ASSIGNED TASK:
Exact copies of all the entries are required, and no pictures should appear in them.

DATA SECTION:
────────────────
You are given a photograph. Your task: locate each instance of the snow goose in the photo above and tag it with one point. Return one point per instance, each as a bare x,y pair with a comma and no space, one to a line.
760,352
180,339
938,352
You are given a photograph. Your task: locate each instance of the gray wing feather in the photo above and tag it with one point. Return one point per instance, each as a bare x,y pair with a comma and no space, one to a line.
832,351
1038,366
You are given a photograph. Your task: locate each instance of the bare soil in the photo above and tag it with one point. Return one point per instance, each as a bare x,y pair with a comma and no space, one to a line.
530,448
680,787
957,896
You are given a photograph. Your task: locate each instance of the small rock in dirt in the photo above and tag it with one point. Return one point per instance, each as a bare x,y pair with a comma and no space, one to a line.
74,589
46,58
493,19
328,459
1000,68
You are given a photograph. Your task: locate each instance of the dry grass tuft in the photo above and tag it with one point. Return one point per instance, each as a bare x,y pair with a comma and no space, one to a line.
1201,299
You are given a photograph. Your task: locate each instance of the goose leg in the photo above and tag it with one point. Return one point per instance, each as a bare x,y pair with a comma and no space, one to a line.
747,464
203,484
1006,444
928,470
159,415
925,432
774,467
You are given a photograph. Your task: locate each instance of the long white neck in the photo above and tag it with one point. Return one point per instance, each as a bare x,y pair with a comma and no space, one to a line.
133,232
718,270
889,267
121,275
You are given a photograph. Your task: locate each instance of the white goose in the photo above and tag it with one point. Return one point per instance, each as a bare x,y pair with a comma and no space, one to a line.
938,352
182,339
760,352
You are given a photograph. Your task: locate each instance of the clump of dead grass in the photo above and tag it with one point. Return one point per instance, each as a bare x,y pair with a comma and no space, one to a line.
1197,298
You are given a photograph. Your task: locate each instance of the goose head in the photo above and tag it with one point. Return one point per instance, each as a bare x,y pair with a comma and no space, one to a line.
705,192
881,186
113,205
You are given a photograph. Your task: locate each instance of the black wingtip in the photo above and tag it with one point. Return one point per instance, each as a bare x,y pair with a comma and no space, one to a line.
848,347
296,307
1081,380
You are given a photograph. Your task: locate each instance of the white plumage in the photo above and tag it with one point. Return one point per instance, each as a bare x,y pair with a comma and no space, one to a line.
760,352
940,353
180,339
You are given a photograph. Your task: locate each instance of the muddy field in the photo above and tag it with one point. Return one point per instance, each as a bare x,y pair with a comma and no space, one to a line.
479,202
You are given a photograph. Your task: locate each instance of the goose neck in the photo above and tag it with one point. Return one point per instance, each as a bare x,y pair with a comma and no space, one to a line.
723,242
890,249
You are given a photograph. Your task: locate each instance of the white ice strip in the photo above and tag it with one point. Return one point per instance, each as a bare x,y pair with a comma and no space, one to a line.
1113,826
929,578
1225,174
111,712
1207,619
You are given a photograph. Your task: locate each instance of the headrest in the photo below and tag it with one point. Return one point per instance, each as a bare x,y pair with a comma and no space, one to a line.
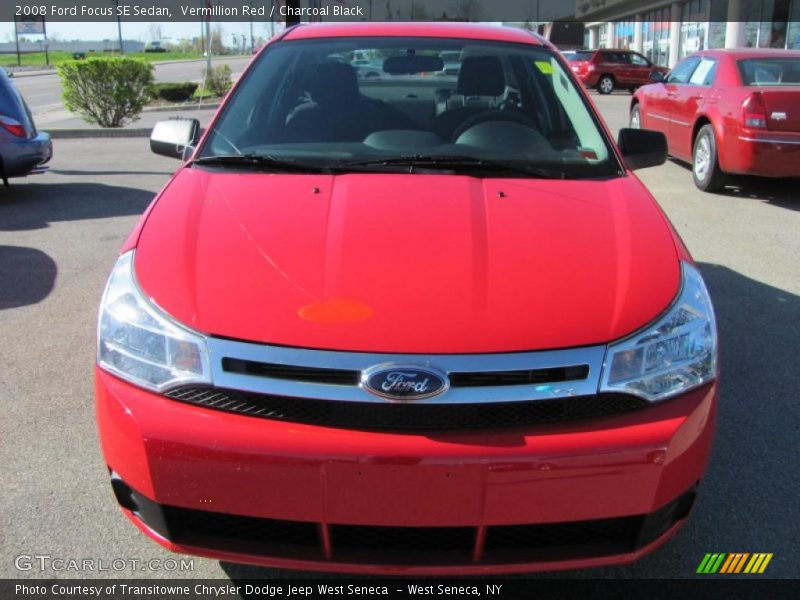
────────────────
SOLUTION FOR THIS TASK:
You are given a photograph. Your task: locate each instance of the snow goose in the photo above and tag it with one point. Return one point per instance, each as a bare x,y pair with a comma and no space, one to a line.
760,352
180,339
938,352
You are given a photograph. Your task: locate each instance of the gray wing feather in the photo above and tag it with one point. Return one point per instance, each as a bare x,y pair with a comma and no space, one to a line.
832,351
1038,366
You are given a photograph. Your task: locate each instance of the bare soil in the photo above and tag it with one point. Return one point per instance, each as a bare x,y pair with a comma and no space, one to a line.
530,448
680,787
957,896
You are given a photograph. Your task: locate each instance of the small rock in dirt in the photo above and tag it with one point. Return one point per instance, each as a bare x,y pair with a comma and no space, one to a line.
74,589
46,58
493,19
328,459
1000,68
You are given a photograph. Your task: locate each instance of the dry grass tuft in the photo above and tag it with one point. Return one point per instance, each as a bare x,y pair with a comma and no space, one to a line.
1201,299
You are given a photograph. Your task: locate each instance of the goose leg in the photo above and tag it with one point. Return one point per instance, each as a bare x,y pair with a comma and no space, one to a line.
747,464
203,484
1006,444
928,470
159,415
925,432
774,467
You are given a photograph. Your task: locate each instance of the long white neck in the photo above and tag it with one point. Return one point per instance, each as a bare x,y pair with a comma and no space, one to a line.
133,232
718,270
889,267
121,275
You are given a photograph. Your task: locate each instance of the white goose in the photo above and tag it with one point. Return one point per instance, each as a bare x,y pair with a comma and no space, one to a line.
938,352
182,339
760,352
You are given a photograph. Your task: locate each instance of the clump of dead grass in the photo above and tag it with one point. Return one point per instance, each as a bare x,y pair with a comma and no space, one to a line.
1197,298
You are given a photograph. Your task: locate each instance of the goose head in the photo above and tag it with one point. Return one point per instance, each as a bare x,y pair with a comma and no space, one to a line.
705,192
881,186
113,205
You are given a photograph. Your task: locate each instance of the black wingtip in the photo above and tag it with one point. Return one point per instance, each as a bare x,y pair with a comma and no space, one to a line.
848,347
296,307
1081,380
You are given a photograph. Your task: locate each instance of the white plumage in the photo above and tag it with one point. Return one point per instance, each as a bare x,y pair with a comma and no space, one to a line.
760,352
940,353
180,339
You are given a photograph. Your task: locate each instance of the muddy field in the photo above and tag it with one point. Return one point per instance, each as a bare x,y pair with a comma and no space, one to a line.
479,202
You are given a photograph. Your task: locate each instance of the goose neck in the photo above and tag it with one point. Return one point per instance, each as a bare x,y pair with a comma and no space, one to a line.
723,242
890,249
You are given a photograph. Your task: locate each instance of the white ice strip in the photo above and tag it with one point. Return one point per instance, each as a bare x,y pair with a comma and no space, one to a line.
1113,826
929,578
1225,174
111,712
1207,619
You are given a photograph. Your task: locate each instance of the headrest in the photo below and tag it with one point. Return one point per instance, each as a bare x,y pair with a comma and no space, one to a line.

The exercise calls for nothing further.